- [Passage]:

• • • • •

Library or Art?

I need some career assistance. I’m torn between two pretty stupid career paths! How does a person become an archivist? Not necessarily a librarian, maybe more of an image or document or collections specialist? Is it a special Grad program? Is it library science?

Also, I’m an artist and am also thinking about getting my MFA, which would be great for growth and expanding my work, but maybe a shit idea as far as getting jobs later. I would legitimately like to teach at the college level, but it’s pretty tough out there as far as getting a position.

Archives are so lovely, quiet, sacred, ordered… so many things I cherish. But if I go that path will my art get abandoned, or stagnate? Will I regret not getting an MFA? If I get an MFA will I just feel super stressed and freaked out about participating in the rat race of the “art world” and trying to get a faculty job? Help! -Anonymous

First off, I have no idea how one becomes an archivist. But you know who would? An archivist. Why don’t you contact a few collections specialists and find out how they came to their jobs. Go far, go wide. Contact someone at a University, at a museum, at the Library of Congress, at a corporation. I’ve been to the Coke archives. Did you know they used to make Coke gum back in the 1900? They did. And an intact pack is work like 5k. They had a few of them.

• • • • •

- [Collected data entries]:

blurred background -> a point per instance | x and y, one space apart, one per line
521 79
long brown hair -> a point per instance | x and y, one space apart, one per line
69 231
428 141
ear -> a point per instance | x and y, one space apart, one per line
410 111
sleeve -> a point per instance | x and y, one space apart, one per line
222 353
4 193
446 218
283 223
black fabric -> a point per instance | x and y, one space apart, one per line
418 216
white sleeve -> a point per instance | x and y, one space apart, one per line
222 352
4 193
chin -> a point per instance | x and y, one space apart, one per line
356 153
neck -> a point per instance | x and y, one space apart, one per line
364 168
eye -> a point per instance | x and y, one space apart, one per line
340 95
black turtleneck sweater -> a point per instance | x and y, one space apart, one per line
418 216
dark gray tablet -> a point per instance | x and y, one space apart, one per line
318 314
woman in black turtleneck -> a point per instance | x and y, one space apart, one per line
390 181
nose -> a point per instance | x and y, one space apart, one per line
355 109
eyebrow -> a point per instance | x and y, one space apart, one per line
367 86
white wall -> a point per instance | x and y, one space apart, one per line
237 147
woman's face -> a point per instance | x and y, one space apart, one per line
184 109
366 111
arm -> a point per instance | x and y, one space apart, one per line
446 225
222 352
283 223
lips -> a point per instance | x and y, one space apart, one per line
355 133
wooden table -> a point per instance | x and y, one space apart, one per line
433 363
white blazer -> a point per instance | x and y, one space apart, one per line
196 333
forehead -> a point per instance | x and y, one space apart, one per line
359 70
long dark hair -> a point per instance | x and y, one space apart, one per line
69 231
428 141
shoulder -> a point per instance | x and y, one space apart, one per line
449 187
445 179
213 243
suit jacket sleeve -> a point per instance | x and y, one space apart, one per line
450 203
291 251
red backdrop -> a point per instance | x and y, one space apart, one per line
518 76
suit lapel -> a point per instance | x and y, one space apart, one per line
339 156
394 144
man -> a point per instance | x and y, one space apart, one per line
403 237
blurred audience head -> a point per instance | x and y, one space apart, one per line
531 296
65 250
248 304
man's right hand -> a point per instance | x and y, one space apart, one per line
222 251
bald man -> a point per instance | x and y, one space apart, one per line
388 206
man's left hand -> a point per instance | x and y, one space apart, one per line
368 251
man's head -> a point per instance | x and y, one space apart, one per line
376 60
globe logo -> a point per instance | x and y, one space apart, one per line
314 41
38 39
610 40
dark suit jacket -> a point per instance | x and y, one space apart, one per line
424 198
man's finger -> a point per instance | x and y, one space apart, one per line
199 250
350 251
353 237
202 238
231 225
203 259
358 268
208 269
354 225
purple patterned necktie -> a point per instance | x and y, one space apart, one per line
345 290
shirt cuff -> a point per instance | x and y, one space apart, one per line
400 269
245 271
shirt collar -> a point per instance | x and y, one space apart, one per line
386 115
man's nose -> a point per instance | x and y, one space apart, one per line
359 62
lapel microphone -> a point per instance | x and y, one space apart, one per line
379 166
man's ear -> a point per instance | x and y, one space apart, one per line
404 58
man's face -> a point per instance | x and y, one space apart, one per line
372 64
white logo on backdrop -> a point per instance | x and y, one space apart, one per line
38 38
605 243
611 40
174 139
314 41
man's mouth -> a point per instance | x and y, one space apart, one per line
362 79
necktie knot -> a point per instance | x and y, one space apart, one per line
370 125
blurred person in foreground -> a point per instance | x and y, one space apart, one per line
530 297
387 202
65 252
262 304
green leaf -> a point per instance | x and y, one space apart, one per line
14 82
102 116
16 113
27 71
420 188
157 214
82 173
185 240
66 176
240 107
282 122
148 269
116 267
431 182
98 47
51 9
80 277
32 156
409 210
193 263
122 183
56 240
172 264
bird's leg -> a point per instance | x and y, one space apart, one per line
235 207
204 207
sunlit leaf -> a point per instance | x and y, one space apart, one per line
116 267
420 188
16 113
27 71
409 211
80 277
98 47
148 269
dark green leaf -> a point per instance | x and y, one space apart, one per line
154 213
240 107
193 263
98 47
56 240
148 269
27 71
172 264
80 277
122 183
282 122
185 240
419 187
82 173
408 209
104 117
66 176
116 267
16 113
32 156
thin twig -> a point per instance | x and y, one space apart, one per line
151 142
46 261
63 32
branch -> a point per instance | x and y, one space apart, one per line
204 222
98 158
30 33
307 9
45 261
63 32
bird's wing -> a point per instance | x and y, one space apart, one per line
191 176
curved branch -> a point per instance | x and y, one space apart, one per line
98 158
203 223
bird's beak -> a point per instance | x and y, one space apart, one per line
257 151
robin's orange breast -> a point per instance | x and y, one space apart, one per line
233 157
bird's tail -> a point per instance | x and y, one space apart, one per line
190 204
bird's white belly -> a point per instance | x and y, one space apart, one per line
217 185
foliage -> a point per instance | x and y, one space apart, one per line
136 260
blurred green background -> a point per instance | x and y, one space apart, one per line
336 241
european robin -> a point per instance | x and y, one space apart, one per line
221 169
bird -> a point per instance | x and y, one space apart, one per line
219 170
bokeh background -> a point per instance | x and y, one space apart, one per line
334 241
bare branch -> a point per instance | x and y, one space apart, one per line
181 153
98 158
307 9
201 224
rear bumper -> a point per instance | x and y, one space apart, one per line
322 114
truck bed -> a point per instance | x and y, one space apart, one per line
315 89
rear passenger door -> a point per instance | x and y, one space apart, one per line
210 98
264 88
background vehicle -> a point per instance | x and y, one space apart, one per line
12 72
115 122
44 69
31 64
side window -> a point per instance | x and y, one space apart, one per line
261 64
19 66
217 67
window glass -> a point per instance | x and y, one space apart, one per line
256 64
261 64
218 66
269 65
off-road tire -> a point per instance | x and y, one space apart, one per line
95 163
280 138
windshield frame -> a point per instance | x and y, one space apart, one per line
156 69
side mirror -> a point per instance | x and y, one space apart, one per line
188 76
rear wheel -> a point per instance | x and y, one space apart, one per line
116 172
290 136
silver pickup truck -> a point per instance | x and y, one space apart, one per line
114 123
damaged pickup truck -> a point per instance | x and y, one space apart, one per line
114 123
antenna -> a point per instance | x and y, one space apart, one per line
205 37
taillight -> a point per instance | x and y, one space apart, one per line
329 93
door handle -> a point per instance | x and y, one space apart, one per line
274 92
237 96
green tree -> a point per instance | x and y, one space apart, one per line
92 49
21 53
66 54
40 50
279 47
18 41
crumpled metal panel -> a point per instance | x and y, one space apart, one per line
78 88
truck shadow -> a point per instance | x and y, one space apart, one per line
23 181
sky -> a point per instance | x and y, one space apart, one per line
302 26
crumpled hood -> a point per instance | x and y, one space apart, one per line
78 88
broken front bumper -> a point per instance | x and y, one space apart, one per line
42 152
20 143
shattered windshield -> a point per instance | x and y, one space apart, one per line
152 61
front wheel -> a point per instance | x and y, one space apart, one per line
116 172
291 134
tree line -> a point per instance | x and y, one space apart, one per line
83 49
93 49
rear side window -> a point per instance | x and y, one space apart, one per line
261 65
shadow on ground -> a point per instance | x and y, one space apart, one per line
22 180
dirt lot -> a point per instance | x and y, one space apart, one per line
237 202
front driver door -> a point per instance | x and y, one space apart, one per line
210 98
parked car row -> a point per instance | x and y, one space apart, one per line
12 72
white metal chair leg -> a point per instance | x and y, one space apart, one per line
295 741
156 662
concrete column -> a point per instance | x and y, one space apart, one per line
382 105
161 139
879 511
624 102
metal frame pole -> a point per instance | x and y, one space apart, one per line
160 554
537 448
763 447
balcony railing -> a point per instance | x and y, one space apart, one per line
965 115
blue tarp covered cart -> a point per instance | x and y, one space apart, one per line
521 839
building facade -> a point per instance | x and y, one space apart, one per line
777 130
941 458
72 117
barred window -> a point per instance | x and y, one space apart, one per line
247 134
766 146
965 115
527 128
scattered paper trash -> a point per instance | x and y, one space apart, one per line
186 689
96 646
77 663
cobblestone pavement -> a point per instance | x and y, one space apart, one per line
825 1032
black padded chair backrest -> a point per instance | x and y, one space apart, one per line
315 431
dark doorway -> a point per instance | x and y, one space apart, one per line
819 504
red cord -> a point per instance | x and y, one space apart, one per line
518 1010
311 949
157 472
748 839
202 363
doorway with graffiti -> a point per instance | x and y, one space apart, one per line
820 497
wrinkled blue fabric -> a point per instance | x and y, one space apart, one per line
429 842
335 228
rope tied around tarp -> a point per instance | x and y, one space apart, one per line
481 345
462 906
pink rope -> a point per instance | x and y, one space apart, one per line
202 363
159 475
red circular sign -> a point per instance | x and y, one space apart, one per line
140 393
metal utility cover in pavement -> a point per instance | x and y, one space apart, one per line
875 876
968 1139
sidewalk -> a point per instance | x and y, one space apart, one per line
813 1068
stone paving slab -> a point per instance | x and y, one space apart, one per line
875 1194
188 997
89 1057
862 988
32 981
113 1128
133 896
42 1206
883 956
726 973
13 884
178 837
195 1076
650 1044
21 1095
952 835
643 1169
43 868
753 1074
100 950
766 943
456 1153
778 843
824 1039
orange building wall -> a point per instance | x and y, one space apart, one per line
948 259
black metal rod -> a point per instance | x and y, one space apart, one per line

• • • • •

- [Instruction]: In the advice column, which four kinds of places does the reply name for contacting collections specialists?

- [Complete output]: A university, a museum, the Library of Congress, and a corporation.